ABT Announces Fall Season Schedule

Above photo: Christine Shevchenko as Myrta, May 16, 2018 Exciting news as American Ballet Theatre announced its Fall Season at Koch Theater schedule from October 20-31. With the New York City Ballet Fall Season from September 21-October 17, the New York fall dance scene is taking shape thanks to vaccines. In a departure from previous fall seasons, ABT will present a full length ballet-Giselle-for six performances with five more conventional fall season mixed rep performances. After two Met Opera House Spring Season cancellations, it makes sense to lead off the Fall Season with a full-length crowd pleaser. Casting is key as I hope to see many new faces in lead roles such as Skylar Brandt, Aran Bell, Christine Shevchenko and Zimmi Coker and Carlos Gonzales in Soloist roles.

On mixed rep, ABT will present the Theatre, Ballet, and an American Icon program three times with Lauren Lovette’s La Follia Variations; Anthony Tutor’s classic Pillar of Fire; and ZigZag, a premier from Jessica Lang consisting of Tony Bennett songs. Lovette’s work was one of the few that I enjoyed in ABT’s digital presentations, and Tutor’s work is always touching.

ABT will present the Rhythm and Rapture program two times, consisting of Alexei Ratmansky’s Bernstein in a Bubble; Christopher Rudd’s Touché; Clark Tippet’s Some Assembly Required; and Darrell Grand Moultrie’s Indestructible Light. Brief excerpts of Ratmansky’s work were shown in the Summer Celebration digital presentation and I look forward to seeing the entire piece. I previously commented on Touché and thought it was high on shock value and low on artistic merit.

Exercise goal –
Please answer these questions from the ABT fall season announcement, one numbered answer a line.
1. Which full-length ballet will ABT present, and for how many performances?
2. Who created the premiere made up of Tony Bennett songs?
3. How many times will ABT present the Rhythm and Rapture program?
The data has nothing to do with the ABT fall season announcement.

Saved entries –
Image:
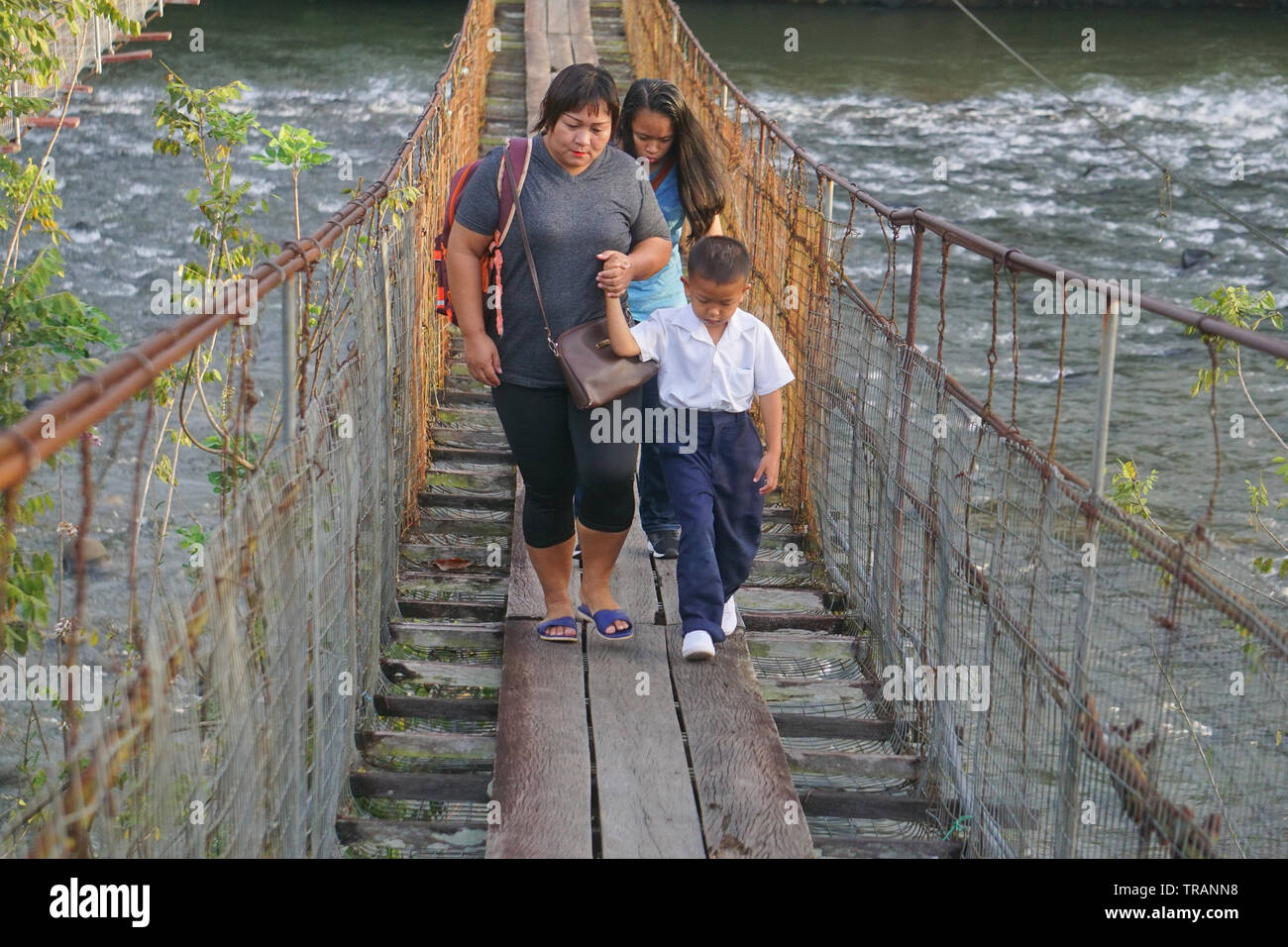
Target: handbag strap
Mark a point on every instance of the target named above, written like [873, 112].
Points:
[532, 265]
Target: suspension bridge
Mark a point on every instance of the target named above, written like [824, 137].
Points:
[353, 669]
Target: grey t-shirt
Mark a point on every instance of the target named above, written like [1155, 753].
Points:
[570, 219]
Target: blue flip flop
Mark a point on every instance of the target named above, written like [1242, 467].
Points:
[565, 621]
[604, 617]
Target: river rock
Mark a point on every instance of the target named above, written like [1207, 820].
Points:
[95, 556]
[1192, 257]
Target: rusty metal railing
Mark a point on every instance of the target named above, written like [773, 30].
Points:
[241, 698]
[958, 543]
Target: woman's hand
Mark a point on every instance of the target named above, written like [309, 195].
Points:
[482, 360]
[616, 275]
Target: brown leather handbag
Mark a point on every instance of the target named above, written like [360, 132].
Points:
[595, 375]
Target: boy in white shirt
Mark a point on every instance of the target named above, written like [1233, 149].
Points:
[712, 357]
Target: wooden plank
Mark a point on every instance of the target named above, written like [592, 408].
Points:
[439, 673]
[483, 637]
[881, 805]
[536, 53]
[814, 690]
[526, 599]
[579, 17]
[428, 748]
[746, 796]
[561, 52]
[52, 121]
[645, 799]
[471, 611]
[584, 50]
[434, 707]
[888, 848]
[133, 55]
[776, 620]
[478, 501]
[449, 788]
[558, 17]
[463, 527]
[864, 764]
[833, 727]
[803, 646]
[402, 834]
[542, 750]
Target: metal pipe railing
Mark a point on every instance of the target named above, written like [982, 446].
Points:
[94, 397]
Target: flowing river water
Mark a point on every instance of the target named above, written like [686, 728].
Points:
[887, 97]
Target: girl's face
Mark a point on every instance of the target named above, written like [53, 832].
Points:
[653, 134]
[580, 137]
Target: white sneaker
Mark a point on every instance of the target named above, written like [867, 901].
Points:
[698, 646]
[729, 622]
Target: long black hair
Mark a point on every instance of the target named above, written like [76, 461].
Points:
[702, 185]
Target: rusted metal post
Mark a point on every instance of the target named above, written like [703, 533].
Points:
[914, 287]
[1069, 801]
[905, 402]
[17, 121]
[290, 342]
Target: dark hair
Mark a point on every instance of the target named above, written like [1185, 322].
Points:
[720, 260]
[576, 86]
[702, 185]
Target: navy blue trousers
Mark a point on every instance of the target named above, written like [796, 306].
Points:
[719, 508]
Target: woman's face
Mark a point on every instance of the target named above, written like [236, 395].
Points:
[580, 137]
[653, 134]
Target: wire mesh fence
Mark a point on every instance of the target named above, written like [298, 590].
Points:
[230, 729]
[1078, 684]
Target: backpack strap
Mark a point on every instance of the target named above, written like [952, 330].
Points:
[518, 154]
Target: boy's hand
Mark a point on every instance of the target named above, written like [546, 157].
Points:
[614, 277]
[769, 471]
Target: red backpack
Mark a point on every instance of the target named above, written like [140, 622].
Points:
[518, 153]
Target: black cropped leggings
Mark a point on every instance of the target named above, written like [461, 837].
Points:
[552, 445]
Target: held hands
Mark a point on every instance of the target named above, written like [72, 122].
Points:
[616, 274]
[769, 471]
[482, 360]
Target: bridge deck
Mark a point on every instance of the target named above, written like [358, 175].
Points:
[489, 741]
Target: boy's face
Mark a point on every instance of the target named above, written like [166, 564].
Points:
[713, 303]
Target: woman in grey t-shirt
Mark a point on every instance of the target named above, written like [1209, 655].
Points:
[593, 226]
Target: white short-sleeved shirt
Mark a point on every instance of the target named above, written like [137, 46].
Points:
[696, 372]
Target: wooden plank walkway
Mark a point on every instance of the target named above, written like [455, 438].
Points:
[488, 741]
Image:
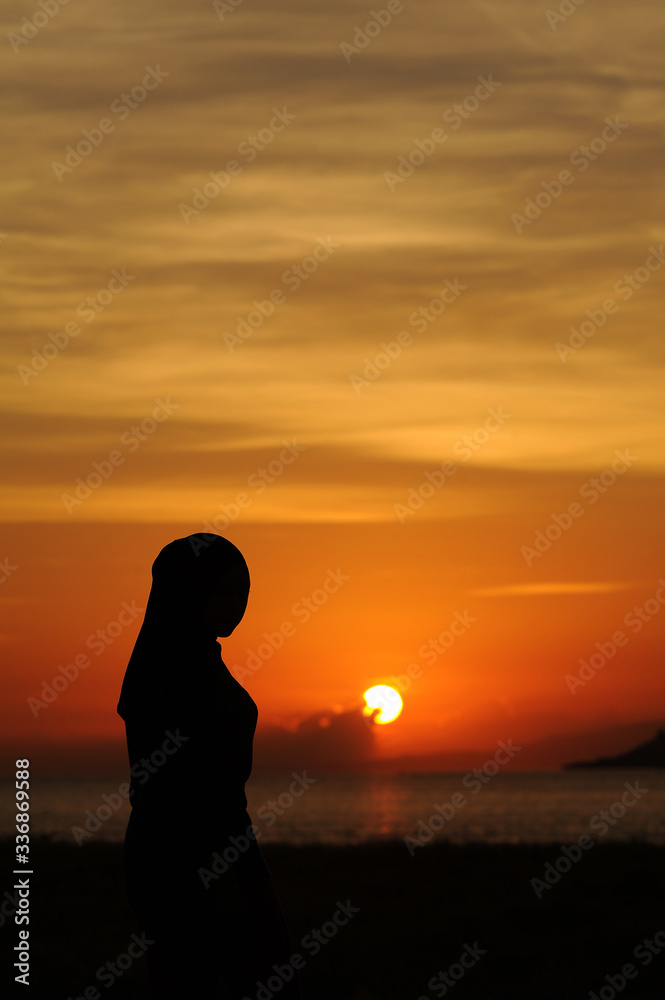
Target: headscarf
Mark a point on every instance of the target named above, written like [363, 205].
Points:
[172, 643]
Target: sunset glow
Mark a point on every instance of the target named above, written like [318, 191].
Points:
[386, 699]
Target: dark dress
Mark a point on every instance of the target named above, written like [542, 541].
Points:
[190, 851]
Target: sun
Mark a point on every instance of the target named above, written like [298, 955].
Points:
[386, 699]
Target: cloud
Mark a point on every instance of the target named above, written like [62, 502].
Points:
[327, 740]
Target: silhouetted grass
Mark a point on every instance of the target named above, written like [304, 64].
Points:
[416, 915]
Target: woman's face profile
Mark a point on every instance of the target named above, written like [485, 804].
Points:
[225, 607]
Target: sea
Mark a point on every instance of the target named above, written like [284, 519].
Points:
[344, 809]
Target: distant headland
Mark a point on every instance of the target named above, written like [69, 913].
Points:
[649, 754]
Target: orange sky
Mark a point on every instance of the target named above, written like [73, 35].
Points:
[136, 351]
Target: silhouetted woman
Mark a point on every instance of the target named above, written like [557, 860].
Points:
[196, 879]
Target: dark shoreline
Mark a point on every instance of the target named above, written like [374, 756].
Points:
[416, 916]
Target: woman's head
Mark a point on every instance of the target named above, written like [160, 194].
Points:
[199, 582]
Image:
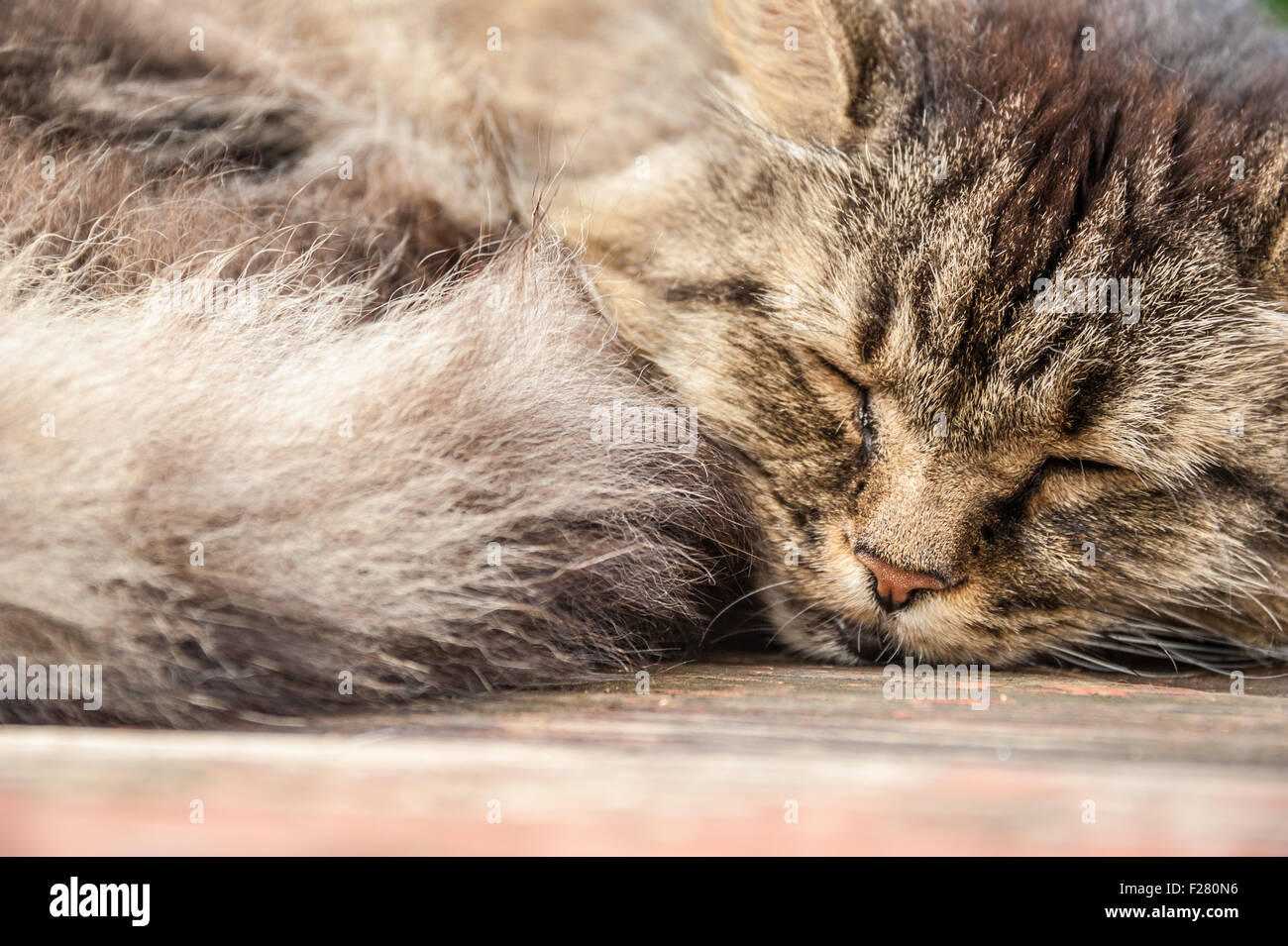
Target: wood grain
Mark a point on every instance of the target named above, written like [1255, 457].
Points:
[708, 761]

Response –
1. Giselle, for six performances.
2. Jessica Lang.
3. Two times.